[Goal]:
Output the rows below as a two-column CSV with the headers instruction and coordinates, one line per row, putting each row's text and its answer in separate quoted fields with line breaks replaced by spaces. Leave the pictures out.

[Information provided]:
::::
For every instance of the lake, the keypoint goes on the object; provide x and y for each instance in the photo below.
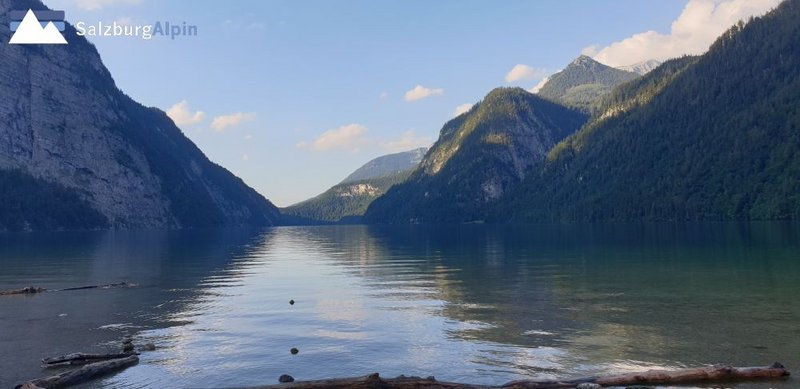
(472, 303)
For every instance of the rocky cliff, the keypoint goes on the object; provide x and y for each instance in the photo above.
(63, 121)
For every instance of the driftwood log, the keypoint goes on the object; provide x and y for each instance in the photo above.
(26, 290)
(34, 290)
(82, 374)
(81, 358)
(711, 374)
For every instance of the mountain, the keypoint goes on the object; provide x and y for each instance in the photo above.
(387, 165)
(72, 142)
(582, 82)
(343, 203)
(641, 68)
(715, 137)
(348, 200)
(479, 157)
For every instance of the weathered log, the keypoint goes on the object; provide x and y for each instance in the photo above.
(26, 290)
(34, 290)
(710, 374)
(83, 374)
(81, 358)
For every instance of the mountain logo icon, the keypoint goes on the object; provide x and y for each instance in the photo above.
(37, 28)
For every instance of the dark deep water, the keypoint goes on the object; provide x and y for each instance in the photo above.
(472, 303)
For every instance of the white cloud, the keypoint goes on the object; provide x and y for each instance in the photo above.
(353, 138)
(461, 109)
(699, 24)
(183, 116)
(590, 51)
(349, 138)
(539, 86)
(420, 92)
(221, 123)
(93, 5)
(408, 141)
(523, 72)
::::
[Solution to this exercise]:
instruction,coordinates
"For every instance of the lake, the keypoint goes on the object; provide x and y for each instance in the photo below.","(472, 303)"
"For every instance of the rocky cliff, the keypoint goes on the object; provide x and y for each instance in the photo above.","(63, 121)"
"For every instance of the driftwood log, the keypoint goes on the object; provide x and y for each instance in the photo above.","(26, 290) (34, 290) (82, 374) (81, 358) (711, 374)"
"For every instance of the mountain, the keypoint goes on the object; provide x and y for each instance in the photo above.","(387, 165) (72, 142) (582, 82) (343, 203) (641, 68) (715, 137) (348, 200) (479, 157)"
"For every instance of the weathered log, the keypoint goes on the object; provide x and y for each instance in the photo above.","(26, 290) (34, 290) (710, 374) (83, 374) (81, 358)"
"For every instance of the mountain logo icon, the keypoint goes on the object; provide x and y for each instance in the photo above.","(37, 28)"
"For every instance of the dark deep water, the keypoint goes on the object; provide x and y for each instance in the photo above.","(472, 303)"
"For every instance of the white cloud, the keypoint goes on the object; provide x and y for each instance in the photo above.","(353, 138) (461, 109) (699, 24) (183, 116) (590, 51) (349, 138) (539, 86) (420, 92) (221, 123) (93, 5) (408, 141) (523, 72)"